-- TASK REQUIREMENTS --
Reproduce each of the following lines word for word, keeping every character unchanged.

-- RECORDED DATA --
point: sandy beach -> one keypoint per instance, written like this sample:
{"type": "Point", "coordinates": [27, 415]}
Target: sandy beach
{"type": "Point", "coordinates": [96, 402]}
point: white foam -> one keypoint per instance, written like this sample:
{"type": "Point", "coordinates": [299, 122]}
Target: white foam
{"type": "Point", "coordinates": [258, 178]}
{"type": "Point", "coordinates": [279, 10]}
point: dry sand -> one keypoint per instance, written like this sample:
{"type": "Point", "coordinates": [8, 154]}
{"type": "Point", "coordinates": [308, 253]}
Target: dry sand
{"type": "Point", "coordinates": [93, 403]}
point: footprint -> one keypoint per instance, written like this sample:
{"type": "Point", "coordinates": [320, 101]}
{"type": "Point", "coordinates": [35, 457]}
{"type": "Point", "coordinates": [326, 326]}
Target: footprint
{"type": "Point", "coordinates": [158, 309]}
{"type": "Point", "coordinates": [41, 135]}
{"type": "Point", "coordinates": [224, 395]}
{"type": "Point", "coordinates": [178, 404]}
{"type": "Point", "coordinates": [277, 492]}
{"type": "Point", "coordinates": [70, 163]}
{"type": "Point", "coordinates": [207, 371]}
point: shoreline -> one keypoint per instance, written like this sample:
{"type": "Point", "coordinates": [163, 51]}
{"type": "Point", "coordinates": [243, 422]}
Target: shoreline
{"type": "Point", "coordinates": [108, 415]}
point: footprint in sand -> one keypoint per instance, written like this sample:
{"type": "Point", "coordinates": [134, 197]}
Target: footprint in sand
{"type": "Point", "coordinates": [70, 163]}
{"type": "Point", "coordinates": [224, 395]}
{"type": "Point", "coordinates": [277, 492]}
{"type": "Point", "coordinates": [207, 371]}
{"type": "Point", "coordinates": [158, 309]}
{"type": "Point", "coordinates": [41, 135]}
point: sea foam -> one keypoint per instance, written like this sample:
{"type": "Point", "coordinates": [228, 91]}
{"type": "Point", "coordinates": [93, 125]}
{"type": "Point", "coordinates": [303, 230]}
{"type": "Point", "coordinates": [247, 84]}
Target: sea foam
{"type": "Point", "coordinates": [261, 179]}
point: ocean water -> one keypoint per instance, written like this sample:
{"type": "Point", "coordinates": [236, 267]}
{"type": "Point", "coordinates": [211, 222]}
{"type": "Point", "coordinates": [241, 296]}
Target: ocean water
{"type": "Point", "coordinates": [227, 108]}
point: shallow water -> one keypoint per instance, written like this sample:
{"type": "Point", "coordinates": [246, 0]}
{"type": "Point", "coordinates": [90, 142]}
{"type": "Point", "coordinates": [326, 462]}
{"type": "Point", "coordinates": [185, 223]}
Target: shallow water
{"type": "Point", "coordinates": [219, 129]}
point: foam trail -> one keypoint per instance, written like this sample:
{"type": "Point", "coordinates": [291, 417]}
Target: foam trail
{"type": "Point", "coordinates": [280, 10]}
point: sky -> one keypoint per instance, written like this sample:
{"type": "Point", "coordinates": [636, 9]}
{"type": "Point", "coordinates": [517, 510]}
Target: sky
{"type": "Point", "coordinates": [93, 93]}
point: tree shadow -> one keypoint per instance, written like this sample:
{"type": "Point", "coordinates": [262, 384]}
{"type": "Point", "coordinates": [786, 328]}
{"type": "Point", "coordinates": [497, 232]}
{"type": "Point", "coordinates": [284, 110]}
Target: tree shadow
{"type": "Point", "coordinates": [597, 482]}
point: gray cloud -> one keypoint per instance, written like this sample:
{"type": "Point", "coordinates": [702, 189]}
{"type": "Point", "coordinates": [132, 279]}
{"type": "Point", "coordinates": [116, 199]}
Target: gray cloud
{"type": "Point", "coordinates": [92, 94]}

-- RESPONSE FOR THIS EXERCISE --
point: sandy beach -> one keypoint per instance, written like this sample:
{"type": "Point", "coordinates": [27, 415]}
Target: sandy beach
{"type": "Point", "coordinates": [96, 402]}
point: white foam -> one keypoint per instance, written like this sample:
{"type": "Point", "coordinates": [299, 122]}
Target: white foam
{"type": "Point", "coordinates": [258, 178]}
{"type": "Point", "coordinates": [279, 10]}
point: dry sand -> one keypoint per instance, written like this sample:
{"type": "Point", "coordinates": [8, 154]}
{"type": "Point", "coordinates": [308, 253]}
Target: dry sand
{"type": "Point", "coordinates": [93, 403]}
point: footprint -> one keypoint per instance, written like this sample:
{"type": "Point", "coordinates": [320, 101]}
{"type": "Point", "coordinates": [35, 457]}
{"type": "Point", "coordinates": [326, 326]}
Target: footprint
{"type": "Point", "coordinates": [158, 309]}
{"type": "Point", "coordinates": [41, 135]}
{"type": "Point", "coordinates": [224, 395]}
{"type": "Point", "coordinates": [178, 404]}
{"type": "Point", "coordinates": [277, 492]}
{"type": "Point", "coordinates": [70, 163]}
{"type": "Point", "coordinates": [207, 371]}
point: shoreline -> one keypoint per instance, written like this sample:
{"type": "Point", "coordinates": [163, 51]}
{"type": "Point", "coordinates": [243, 422]}
Target: shoreline
{"type": "Point", "coordinates": [108, 415]}
point: footprint in sand -> one keypoint per instance, written like this sample:
{"type": "Point", "coordinates": [134, 197]}
Target: footprint in sand
{"type": "Point", "coordinates": [70, 163]}
{"type": "Point", "coordinates": [224, 395]}
{"type": "Point", "coordinates": [277, 492]}
{"type": "Point", "coordinates": [207, 371]}
{"type": "Point", "coordinates": [158, 309]}
{"type": "Point", "coordinates": [41, 135]}
point: sea foam -> one keypoint per instance, written like this sample:
{"type": "Point", "coordinates": [228, 91]}
{"type": "Point", "coordinates": [93, 125]}
{"type": "Point", "coordinates": [303, 230]}
{"type": "Point", "coordinates": [247, 84]}
Target: sea foam
{"type": "Point", "coordinates": [261, 179]}
point: ocean water -> one keypoint per instance, written like this sample:
{"type": "Point", "coordinates": [236, 267]}
{"type": "Point", "coordinates": [211, 222]}
{"type": "Point", "coordinates": [241, 296]}
Target: ocean water
{"type": "Point", "coordinates": [227, 108]}
point: shallow water -> one keypoint per instance, written like this sample:
{"type": "Point", "coordinates": [246, 0]}
{"type": "Point", "coordinates": [90, 142]}
{"type": "Point", "coordinates": [326, 462]}
{"type": "Point", "coordinates": [185, 223]}
Target: shallow water
{"type": "Point", "coordinates": [219, 129]}
point: foam trail -> one keypoint per instance, written like this sample:
{"type": "Point", "coordinates": [291, 417]}
Target: foam trail
{"type": "Point", "coordinates": [280, 10]}
point: sky -> one keypoint per instance, written like this sample:
{"type": "Point", "coordinates": [636, 9]}
{"type": "Point", "coordinates": [517, 510]}
Target: sky
{"type": "Point", "coordinates": [93, 93]}
point: tree shadow -> one keypoint per instance, written like this sample:
{"type": "Point", "coordinates": [262, 384]}
{"type": "Point", "coordinates": [786, 328]}
{"type": "Point", "coordinates": [497, 232]}
{"type": "Point", "coordinates": [284, 110]}
Target: tree shadow
{"type": "Point", "coordinates": [597, 482]}
point: gray cloud -> one keypoint per instance, written like this sample:
{"type": "Point", "coordinates": [702, 189]}
{"type": "Point", "coordinates": [132, 279]}
{"type": "Point", "coordinates": [116, 199]}
Target: gray cloud
{"type": "Point", "coordinates": [92, 94]}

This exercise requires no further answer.